AIM OF THE TASK = Put the lines into a JSON list of strings, one string per line, with blank lines left out. Start with the line containing "Can you find the building" and continue through the line containing "x=382, y=178", both included.

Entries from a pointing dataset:
# # # #

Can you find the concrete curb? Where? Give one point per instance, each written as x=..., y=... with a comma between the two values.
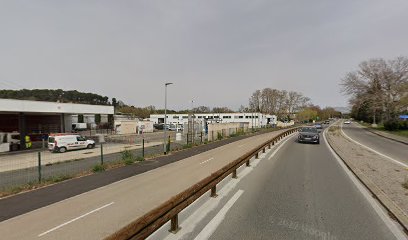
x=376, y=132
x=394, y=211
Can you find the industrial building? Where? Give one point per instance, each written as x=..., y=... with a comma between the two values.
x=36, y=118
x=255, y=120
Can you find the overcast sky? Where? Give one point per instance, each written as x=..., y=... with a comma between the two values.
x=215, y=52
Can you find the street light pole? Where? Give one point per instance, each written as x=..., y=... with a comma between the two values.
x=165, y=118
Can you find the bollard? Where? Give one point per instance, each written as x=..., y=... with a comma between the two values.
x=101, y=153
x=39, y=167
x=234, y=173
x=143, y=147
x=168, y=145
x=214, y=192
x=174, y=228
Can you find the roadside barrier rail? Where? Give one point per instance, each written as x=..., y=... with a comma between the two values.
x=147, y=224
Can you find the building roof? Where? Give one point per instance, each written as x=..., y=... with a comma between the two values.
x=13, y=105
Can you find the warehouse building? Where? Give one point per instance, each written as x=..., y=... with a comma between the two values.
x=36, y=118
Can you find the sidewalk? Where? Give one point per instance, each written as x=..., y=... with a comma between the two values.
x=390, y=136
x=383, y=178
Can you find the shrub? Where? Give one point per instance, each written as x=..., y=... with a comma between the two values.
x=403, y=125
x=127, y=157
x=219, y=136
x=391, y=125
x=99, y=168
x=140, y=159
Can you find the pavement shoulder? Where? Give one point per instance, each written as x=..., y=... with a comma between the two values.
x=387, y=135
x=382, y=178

# # # #

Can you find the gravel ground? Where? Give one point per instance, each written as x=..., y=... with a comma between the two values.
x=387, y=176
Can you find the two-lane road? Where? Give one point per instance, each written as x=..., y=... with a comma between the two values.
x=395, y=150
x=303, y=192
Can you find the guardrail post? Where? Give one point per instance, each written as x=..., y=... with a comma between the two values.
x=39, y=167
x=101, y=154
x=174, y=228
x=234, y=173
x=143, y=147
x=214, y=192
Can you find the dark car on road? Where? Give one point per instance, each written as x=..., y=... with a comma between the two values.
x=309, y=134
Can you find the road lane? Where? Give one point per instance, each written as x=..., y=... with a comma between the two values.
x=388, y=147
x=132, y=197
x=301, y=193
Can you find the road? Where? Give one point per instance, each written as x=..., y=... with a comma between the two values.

# # # #

RIGHT ANSWER =
[
  "Can you find the building roof? Where? Give one point per instance, each written as x=..., y=... with a comma between the two values.",
  "x=13, y=105",
  "Can you find the warehouse building? Where? Give one point per instance, each written as x=..., y=... with a comma between the two values.",
  "x=36, y=118",
  "Can you find the sidewalk? Where? Give one point per instance, each written as x=..., y=... with a comma between the two values.",
  "x=390, y=136",
  "x=383, y=178",
  "Can you find the shrub? Where? Give one point per instance, each written as x=..., y=... with a comma between the two values.",
  "x=403, y=125",
  "x=127, y=157",
  "x=219, y=136",
  "x=391, y=125",
  "x=99, y=168",
  "x=140, y=159",
  "Can you find the pavement shoulder? Where? Give one point per instance, each written as x=..., y=... with a comma between the two values.",
  "x=387, y=135",
  "x=382, y=178"
]